EXERCISE MATERIALS:

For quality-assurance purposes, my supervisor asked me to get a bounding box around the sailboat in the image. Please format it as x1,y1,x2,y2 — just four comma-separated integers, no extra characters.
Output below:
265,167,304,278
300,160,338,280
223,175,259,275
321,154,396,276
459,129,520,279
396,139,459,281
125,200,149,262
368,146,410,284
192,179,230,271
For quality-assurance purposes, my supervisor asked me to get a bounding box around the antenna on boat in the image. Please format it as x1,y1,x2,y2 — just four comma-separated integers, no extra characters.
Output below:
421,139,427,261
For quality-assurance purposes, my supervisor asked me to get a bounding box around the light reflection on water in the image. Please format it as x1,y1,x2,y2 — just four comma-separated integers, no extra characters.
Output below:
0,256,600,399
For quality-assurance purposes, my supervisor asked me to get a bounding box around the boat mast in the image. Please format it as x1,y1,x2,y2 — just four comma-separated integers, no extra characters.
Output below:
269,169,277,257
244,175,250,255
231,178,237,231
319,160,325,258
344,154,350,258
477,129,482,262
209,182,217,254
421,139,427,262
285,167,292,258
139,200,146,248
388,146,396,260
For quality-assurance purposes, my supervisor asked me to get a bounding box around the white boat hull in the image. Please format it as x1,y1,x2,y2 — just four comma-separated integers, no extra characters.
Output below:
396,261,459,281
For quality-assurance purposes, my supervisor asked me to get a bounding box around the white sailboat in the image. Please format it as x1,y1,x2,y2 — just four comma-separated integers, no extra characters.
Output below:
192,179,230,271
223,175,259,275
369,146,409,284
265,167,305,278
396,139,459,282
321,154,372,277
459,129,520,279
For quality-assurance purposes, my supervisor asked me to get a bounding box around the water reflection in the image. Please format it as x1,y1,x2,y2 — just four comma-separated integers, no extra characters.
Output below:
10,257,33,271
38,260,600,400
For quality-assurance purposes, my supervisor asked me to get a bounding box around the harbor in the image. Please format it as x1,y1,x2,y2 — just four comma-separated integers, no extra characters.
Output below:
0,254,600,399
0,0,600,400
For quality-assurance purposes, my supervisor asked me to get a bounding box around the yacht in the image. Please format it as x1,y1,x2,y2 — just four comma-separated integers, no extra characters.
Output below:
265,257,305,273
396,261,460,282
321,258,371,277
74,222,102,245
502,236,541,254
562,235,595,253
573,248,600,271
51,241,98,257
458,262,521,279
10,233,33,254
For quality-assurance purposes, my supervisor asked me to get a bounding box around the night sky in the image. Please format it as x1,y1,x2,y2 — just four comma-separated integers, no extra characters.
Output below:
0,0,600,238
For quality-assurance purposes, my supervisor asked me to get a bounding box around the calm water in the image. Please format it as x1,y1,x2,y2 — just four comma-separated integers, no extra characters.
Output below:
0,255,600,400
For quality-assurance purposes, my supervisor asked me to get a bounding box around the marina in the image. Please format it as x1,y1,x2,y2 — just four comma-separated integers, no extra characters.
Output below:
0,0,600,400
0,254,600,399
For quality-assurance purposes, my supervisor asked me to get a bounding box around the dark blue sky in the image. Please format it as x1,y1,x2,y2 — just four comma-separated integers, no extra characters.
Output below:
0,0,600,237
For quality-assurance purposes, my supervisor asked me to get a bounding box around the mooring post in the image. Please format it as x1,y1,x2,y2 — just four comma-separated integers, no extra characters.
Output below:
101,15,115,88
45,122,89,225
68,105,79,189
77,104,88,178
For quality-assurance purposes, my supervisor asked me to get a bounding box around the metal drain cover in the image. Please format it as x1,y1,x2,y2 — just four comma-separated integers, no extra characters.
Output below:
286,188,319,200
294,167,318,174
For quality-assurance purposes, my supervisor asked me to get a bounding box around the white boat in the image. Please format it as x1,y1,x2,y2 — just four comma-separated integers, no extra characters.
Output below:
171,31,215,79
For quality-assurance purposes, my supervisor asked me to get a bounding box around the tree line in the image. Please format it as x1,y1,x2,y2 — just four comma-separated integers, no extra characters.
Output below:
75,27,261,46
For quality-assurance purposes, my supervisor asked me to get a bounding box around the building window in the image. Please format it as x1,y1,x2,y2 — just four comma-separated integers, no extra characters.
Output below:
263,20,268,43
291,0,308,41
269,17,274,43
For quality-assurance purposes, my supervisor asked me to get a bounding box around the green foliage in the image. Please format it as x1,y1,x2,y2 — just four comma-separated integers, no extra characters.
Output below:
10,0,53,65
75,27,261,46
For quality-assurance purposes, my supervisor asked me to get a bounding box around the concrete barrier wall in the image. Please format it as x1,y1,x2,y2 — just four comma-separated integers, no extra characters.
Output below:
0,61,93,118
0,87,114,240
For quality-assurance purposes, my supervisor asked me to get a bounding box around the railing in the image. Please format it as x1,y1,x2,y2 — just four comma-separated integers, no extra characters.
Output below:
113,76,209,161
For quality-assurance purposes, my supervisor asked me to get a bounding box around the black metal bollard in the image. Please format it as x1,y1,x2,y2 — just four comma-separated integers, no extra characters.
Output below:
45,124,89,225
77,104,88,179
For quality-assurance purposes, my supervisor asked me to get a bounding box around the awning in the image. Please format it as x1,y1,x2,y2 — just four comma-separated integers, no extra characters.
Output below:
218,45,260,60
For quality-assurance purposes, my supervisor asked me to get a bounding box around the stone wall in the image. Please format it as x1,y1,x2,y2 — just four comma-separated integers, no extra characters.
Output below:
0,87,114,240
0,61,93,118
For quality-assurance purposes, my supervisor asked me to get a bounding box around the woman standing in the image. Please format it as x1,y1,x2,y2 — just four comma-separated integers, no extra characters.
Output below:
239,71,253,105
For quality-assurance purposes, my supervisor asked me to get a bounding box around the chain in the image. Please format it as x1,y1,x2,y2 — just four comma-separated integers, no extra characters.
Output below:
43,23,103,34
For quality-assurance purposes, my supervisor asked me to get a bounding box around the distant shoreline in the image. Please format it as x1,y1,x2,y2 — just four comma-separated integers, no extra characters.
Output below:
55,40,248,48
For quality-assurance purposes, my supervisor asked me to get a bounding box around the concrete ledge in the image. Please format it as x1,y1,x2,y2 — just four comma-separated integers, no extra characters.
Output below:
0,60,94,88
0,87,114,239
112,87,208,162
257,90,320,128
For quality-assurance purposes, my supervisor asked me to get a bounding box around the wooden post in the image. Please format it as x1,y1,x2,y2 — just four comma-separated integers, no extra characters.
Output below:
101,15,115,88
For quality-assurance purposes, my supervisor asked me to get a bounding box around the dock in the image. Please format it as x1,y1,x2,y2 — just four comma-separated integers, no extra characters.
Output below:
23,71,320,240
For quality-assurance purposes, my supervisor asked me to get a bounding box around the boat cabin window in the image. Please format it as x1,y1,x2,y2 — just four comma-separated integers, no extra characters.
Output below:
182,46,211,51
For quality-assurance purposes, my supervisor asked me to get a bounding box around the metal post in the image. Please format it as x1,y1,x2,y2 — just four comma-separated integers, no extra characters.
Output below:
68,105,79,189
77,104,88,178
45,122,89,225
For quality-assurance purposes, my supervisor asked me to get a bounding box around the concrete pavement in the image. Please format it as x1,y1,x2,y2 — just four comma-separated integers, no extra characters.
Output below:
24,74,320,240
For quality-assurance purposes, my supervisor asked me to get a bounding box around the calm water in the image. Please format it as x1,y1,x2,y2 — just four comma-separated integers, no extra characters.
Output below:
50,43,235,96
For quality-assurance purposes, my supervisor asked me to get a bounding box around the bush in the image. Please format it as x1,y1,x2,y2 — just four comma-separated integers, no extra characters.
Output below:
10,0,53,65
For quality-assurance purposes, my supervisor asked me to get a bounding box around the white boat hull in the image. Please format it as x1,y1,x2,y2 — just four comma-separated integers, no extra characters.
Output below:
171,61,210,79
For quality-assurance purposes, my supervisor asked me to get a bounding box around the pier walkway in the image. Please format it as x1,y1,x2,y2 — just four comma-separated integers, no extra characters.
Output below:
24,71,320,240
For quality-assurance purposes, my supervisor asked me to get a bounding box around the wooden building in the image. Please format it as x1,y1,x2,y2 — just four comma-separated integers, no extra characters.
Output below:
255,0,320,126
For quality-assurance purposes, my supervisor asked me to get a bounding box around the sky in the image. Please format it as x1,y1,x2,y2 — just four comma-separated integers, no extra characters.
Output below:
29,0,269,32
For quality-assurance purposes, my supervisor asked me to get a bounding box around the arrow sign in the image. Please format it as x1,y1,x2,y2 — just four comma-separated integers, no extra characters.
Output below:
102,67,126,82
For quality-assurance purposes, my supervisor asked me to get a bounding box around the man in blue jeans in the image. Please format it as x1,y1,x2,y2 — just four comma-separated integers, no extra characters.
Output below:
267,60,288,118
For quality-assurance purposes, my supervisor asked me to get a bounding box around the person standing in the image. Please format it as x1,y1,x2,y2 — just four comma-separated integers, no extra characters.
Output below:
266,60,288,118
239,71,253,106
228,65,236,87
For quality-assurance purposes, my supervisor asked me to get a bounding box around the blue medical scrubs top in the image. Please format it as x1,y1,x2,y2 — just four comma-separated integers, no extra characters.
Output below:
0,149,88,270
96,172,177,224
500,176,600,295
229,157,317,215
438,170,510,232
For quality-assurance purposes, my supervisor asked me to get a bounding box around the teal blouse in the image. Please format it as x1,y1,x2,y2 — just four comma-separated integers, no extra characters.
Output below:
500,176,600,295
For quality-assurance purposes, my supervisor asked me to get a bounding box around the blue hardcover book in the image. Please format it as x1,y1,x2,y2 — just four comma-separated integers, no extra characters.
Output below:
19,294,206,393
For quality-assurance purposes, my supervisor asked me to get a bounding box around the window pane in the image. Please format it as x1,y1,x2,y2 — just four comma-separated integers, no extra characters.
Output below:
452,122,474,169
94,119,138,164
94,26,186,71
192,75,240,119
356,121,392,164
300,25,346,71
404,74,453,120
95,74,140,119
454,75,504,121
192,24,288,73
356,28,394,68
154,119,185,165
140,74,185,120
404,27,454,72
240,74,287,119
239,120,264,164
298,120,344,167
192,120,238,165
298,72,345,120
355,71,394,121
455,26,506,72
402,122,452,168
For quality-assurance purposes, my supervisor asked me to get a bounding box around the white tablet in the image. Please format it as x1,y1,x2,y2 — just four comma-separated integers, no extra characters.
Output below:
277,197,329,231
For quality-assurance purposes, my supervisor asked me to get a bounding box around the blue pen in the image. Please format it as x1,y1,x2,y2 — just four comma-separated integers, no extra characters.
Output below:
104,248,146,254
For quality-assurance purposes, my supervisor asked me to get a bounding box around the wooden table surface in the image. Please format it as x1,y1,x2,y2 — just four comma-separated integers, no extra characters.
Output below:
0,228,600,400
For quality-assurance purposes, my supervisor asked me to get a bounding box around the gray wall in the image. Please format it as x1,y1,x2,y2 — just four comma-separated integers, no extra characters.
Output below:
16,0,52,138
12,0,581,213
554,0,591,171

WHAT THIS TASK INVOLVES:
Starting with the line of the material above that contains "around the man" and going on through the line that contains "267,60,288,118", lay out those lines as a numbered list, leaving out any blank lines.

WRITTEN RESPONSE:
1. For quality-assurance purposes, my supervisor asked me to get a bounding box around the man in blue jeans in the image. Please format it as x1,y1,x2,y2 — just four comma-separated integers, no extra characters.
2. Output below:
3. 267,60,288,118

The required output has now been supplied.